Complete the following
A. In the piece on teaching IPM in schools, change "modules" to "units" and write out everything from "The IPM curriculum" down to "in school IPM.".
B. Carry on the piece about teaching IPM in schools, starting right after its last sentence.

Page extract

═══

Reading, Writing, and IPM
Connecticut’s new classroom environment
Today, IPM outreach is extending beyond the agricultural community to all citizens. Teaching IPM concepts to school children has emerged as a strategy that prepares all citizens to make decisions that safeguard the environment and human health.
In 2006, Connecticut Extension Educator Donna Ellis received Northeast IPM funding to expand an IPM Environmental Education Curriculum that engages students and their families in learning about insects, invasive plants, and other pests that occur in and around homes, buildings, farmland, and natural areas.
The University of Connecticut curriculum teaches students what pests are (insects, weeds, pathogens), how to control them (mechanical, biological, chemical, cultural controls), and how to protect the environment by keeping our food and water safe and preserving biological diversity. The curriculum is especially relevant to science programs but also links to social studies, language arts, math, and art.
The IPM curriculum is developed as modules, presented to educators through workshops and training sessions. “Our trainees have been very enthusiastic,” Ellis reports, “because the modules promote critical thinking and scientific inquiry.”
For more information or to order modules, contact Donna Ellis at 860-486-6448.
Moving toward IPM in all northeastern schools
A new School IPM Implementation Working Group is forming in the Northeast, building on the groundwork that has been laid by state IPM programs in the region. This group, led by Lynn Braband (NYS IPM Program at Cornell University) and Kathy Murray (Maine Department of Agriculture), will connect with key school IPM stakeholders in the region and will link these groups with broader efforts nationwide to share successful strategies in school IPM.

═══

Information shown
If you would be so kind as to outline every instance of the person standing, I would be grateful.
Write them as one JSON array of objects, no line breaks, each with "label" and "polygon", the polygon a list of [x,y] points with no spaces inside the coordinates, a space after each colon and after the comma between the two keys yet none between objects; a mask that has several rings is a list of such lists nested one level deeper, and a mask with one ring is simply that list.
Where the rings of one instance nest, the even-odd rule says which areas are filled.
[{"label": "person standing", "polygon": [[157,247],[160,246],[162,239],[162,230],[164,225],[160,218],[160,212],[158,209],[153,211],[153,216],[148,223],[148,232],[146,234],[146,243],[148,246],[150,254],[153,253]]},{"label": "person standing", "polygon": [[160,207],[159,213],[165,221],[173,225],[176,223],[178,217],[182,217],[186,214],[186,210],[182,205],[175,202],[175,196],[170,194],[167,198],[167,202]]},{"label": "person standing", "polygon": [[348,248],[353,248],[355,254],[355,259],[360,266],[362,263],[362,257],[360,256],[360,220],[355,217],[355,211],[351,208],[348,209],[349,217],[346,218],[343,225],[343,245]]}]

═══

Responses
A.
The IPM curriculum is developed as units, presented to educators through workshops and training sessions. “Our trainees have been very enthusiastic,” Ellis reports, “because the units promote critical thinking and scientific inquiry.”
For more information or to order units, contact Donna Ellis at 860-486-6448.
Moving toward IPM in all northeastern schools
A new School IPM Implementation Working Group is forming in the Northeast, building on the groundwork that has been laid by state IPM programs in the region. This group, led by Lynn Braband (NYS IPM Program at Cornell University) and Kathy Murray (Maine Department of Agriculture), will connect with key school IPM stakeholders in the region and will link these groups with broader efforts nationwide to share successful strategies in school IPM.

B.
The working group’s members will represent school professional organizations, land-grant universities, state regulatory agencies, pest control professionals, and environmental advocates from at least six states in the region. These representatives will work with stakeholders to identify needs and opportunities for research, extension, education, and implementation for school IPM so that funding organizations will have a grounded sense of priorities and projects needed to promote school IPM in the region.
The new working group will multiply K–12 IPM teaching and learning tools, like the modules that Donna Ellis has created in Connecticut. The group aims to network and coordinate across states lines and among different organizations to infuse IPM into science, math, social studies, language arts, and other core curricula.
An overall aim of the group is to help northeastern states meet the national goal of implementing IPM in all U.S. schools by 2015. Regional school IPM leaders laid good groundwork at the New England School IPM meeting, held May 19 in Concord, NH, where they identified issues, needs, and priorities for regional action.